## Spatial localization data
########################################
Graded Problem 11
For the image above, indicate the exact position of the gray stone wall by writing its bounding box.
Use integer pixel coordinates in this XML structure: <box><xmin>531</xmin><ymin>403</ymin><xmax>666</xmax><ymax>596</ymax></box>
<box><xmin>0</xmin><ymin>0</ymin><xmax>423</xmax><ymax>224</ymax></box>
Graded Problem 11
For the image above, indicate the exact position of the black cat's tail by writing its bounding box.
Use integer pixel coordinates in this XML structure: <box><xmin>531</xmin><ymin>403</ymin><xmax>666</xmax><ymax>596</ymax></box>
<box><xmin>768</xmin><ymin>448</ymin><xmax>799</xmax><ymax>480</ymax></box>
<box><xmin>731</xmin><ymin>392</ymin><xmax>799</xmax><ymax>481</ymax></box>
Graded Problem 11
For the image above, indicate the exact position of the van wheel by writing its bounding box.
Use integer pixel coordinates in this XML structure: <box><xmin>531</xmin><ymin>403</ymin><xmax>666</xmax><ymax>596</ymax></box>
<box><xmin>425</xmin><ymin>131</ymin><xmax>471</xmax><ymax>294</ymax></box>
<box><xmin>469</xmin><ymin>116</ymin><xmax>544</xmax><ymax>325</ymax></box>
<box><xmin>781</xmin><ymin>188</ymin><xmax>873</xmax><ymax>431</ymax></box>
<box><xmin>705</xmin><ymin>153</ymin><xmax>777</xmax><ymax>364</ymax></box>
########################################
Print the records above verbatim from their first line to the line containing "For the image above, indicate the exact position of the van", both included, and stop there.

Graded Problem 11
For the image above, indicate the exact position of the gray stone wall by writing its bounding box.
Use integer pixel coordinates in this XML structure: <box><xmin>531</xmin><ymin>403</ymin><xmax>666</xmax><ymax>596</ymax></box>
<box><xmin>0</xmin><ymin>0</ymin><xmax>423</xmax><ymax>224</ymax></box>
Graded Problem 11
For the image above, indicate the exact position of the black cat's tail by writing its bounding box.
Use integer pixel coordinates in this XML structure: <box><xmin>531</xmin><ymin>403</ymin><xmax>666</xmax><ymax>596</ymax></box>
<box><xmin>768</xmin><ymin>448</ymin><xmax>799</xmax><ymax>480</ymax></box>
<box><xmin>731</xmin><ymin>392</ymin><xmax>799</xmax><ymax>481</ymax></box>
Graded Problem 11
For the image above, indicate the exact position of the van wheel by writing its bounding box.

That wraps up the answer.